═════ BLOK TEKS

1) Mengenal dan menghargai budaya

2) Kemampuan berkomunikasi interkultural dan berinteraksi dengan sesama

3) Refleksi dan tanggung jawab terhadap pengalaman berkebhinekaan

c. Gotong Royong

Pelajar Indonesia memiliki kemampuan gotong-royong yaitu kemampuan untuk melakukan kegiatan secara bersama-sama dengan suka rela agar kegiatan dikerjakan dapat berjalan lancar, mudah dan ringan. Elemen kunci dari gotong-royong adalah :

1) Kolaborasi

2) Kepedulian

3) Berbagi

d. Mandiri

Pelajar Indonesia merupakan pelajar mandiri, yaitu pelajar yang bertanggung jawab atas proses dan hasil belajarnya. Elemen kunci dari mandiri adalah:

1) Kesadaran akan diri dan situasi yang dihadapi

2) Regulasi diri

e. Bernalar Kritis

Pelajar yang bernalar kritis mampu secara objektif memproses informasi baik kualitatif maupun kuantitatif, membangun keterikatan antara berbagai informasi, menganalisis informasi, mengevaluasi dan menyimpulkannya. Elemen kunci dari bernalar kritis adalah:

1) Memperoleh dan memproses informasi dan gagasan

2) Menganalisis dan mengevaluasi penalaran

3) Merefleksi pemikiran dan proses berpikir

4) Mengambil keputusan

f. Kreatif

Pelajar kreatif mampu memodifikasi dan menghasilkan sesuatu yang orisinal, bermakna, bermanfaat dan berdampak. Elemen kunci dari kreatif adalah:

1) Menghadirkan gagasan yang orisinil

2) Menghasilkan karya dan tindakan orisinil

3. Filosofi Skill

Skill dapat dijelaskan sebagai sebuah kemampuan yang dimiliki seseorang karna proses belajar sehingga mereka memiliki pengetahuan dan keterampilan. Skill bersifat sangat spesifik, yang tidak dapat disamakan dengan sikap. Skill seseorang tergantung dari bagaimana bakat dan minatnya mendapatkan ruang untuk dikembangkan. Bakat adalah potensi kemampuan seseorang yang dimiliki sejak lahir tergantung dari faktor keturunan dan kondisi-kondisi ketika mereka masih anak-anak. Sementara minat akan berkembang kemudian ketika mereka berinteraksi dengan lingkungan.

Implikasi dari dua hal di atas adalah, jika bakat memperoleh ruang untuk berkembang dan didukung oleh lingkungan tempat dimana mereka berinteraksi maka akan berkembang menjadi minat. Jika minat ini mendapatkan ruang untuk berkembang melalui intensitas belajar dan latihan yang konsisten maka akan membawa anak atau seseorang berhsil dalam hidupnya. Hal ini akan berbeda halnya jika seseorang yang memiliki bakat tetapi karena tidak didukung lingkungan maka terpaksa mengambil pilihan pekerjaan yang lain, sehingga tidak jarang anak atau orang seperti ini, tidak maksimal dalam aktifitas pekerjaan ataupun kehidupannya kelak. Skill seorang anak akan berkembang maksimal jika pemahaman tentang konsep-konsep kompetensi dasar yang semestiya diperoleh di sekolah dasar selaras dengan bakat yang dimiliki dan berkembang selama proses interaksi dengan lingkungan sehingga membentuk minat.

══════════

- **PETUNJUK KERJA**:
• a. Silakan kutip dari blok teks seluruh bagian mulai dari "1) Menghadirkan gagasan" turun sampai "berinteraksi dengan lingkungan." tanpa perubahan apa pun.
• b. Tentukan apakah tiap pernyataan ini sesuai dengan blok teks, jawab ya atau tidak, dan sertakan kutipan tepat kata-kata penentunya: (i) Regulasi diri termasuk elemen kunci dari mandiri. (ii) Bakat adalah kemampuan yang baru berkembang ketika seseorang berinteraksi dengan lingkungan. (iii) Skill dapat disamakan dengan sikap.
Item-item di bawah ini tidak diperlukan.

═════ DATA TINJAUAN

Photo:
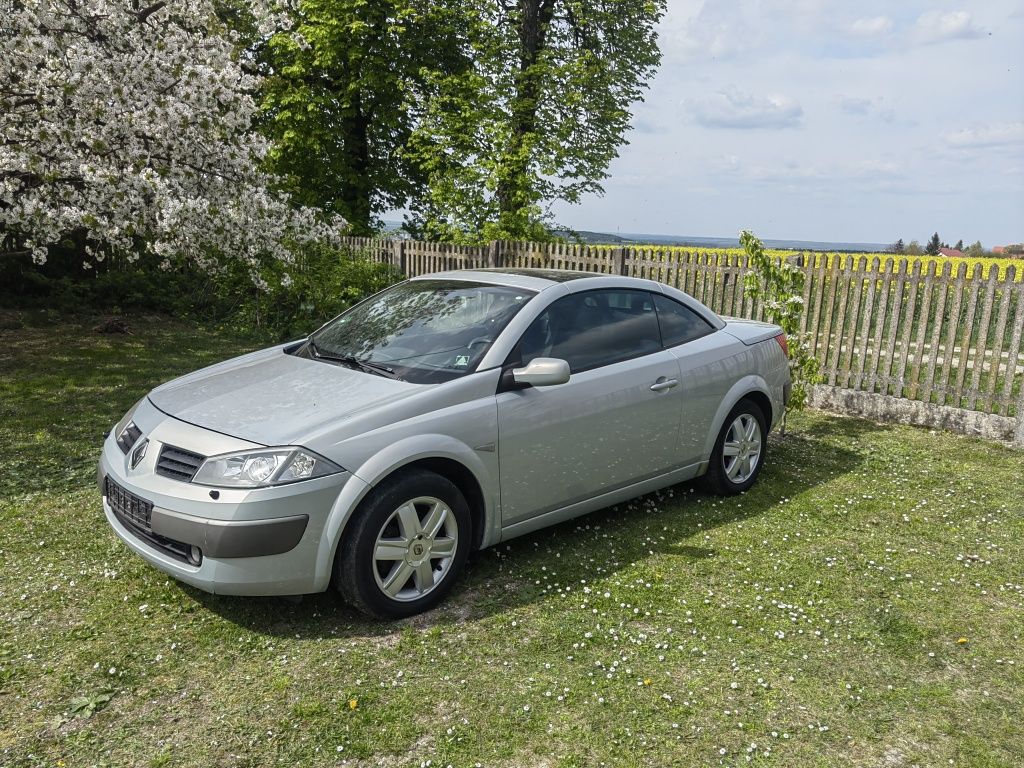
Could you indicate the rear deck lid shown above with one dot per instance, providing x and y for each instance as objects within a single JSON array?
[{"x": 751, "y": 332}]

══════════
═════ DATA TINJAUAN

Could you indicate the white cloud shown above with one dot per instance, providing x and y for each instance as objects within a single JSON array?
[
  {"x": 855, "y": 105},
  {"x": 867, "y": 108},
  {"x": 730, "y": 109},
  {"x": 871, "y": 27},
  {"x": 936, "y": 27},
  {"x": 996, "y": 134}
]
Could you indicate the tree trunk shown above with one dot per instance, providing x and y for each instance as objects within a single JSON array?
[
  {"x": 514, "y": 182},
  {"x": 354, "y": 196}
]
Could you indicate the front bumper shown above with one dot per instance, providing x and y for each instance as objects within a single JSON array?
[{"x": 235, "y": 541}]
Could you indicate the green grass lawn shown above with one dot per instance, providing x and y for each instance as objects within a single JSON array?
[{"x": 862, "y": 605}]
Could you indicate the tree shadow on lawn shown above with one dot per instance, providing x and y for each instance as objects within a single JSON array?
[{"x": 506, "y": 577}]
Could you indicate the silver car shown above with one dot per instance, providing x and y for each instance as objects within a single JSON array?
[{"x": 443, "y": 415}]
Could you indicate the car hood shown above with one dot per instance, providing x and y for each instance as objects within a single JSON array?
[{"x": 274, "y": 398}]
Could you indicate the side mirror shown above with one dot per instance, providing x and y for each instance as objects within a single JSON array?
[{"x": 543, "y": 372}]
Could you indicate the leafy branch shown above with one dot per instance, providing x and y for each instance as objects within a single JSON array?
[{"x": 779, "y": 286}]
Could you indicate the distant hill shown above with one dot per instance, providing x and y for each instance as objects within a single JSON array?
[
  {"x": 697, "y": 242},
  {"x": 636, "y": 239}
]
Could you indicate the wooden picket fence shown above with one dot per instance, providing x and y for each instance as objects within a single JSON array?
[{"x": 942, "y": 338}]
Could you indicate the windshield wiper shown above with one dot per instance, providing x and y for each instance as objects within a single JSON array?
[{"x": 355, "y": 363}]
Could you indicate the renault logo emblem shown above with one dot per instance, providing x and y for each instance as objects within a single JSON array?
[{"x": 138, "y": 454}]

══════════

- **DAFTAR JAWABAN**:
• a.
1) Menghadirkan gagasan yang orisinil

2) Menghasilkan karya dan tindakan orisinil

3. Filosofi Skill

Skill dapat dijelaskan sebagai sebuah kemampuan yang dimiliki seseorang karna proses belajar sehingga mereka memiliki pengetahuan dan keterampilan. Skill bersifat sangat spesifik, yang tidak dapat disamakan dengan sikap. Skill seseorang tergantung dari bagaimana bakat dan minatnya mendapatkan ruang untuk dikembangkan. Bakat adalah potensi kemampuan seseorang yang dimiliki sejak lahir tergantung dari faktor keturunan dan kondisi-kondisi ketika mereka masih anak-anak. Sementara minat akan berkembang kemudian ketika mereka berinteraksi dengan lingkungan.

• b.
(i) Ya: "2) Regulasi diri"
(ii) Tidak: "Bakat adalah potensi kemampuan seseorang yang dimiliki sejak lahir"
(iii) Tidak: "Skill bersifat sangat spesifik, yang tidak dapat disamakan dengan sikap."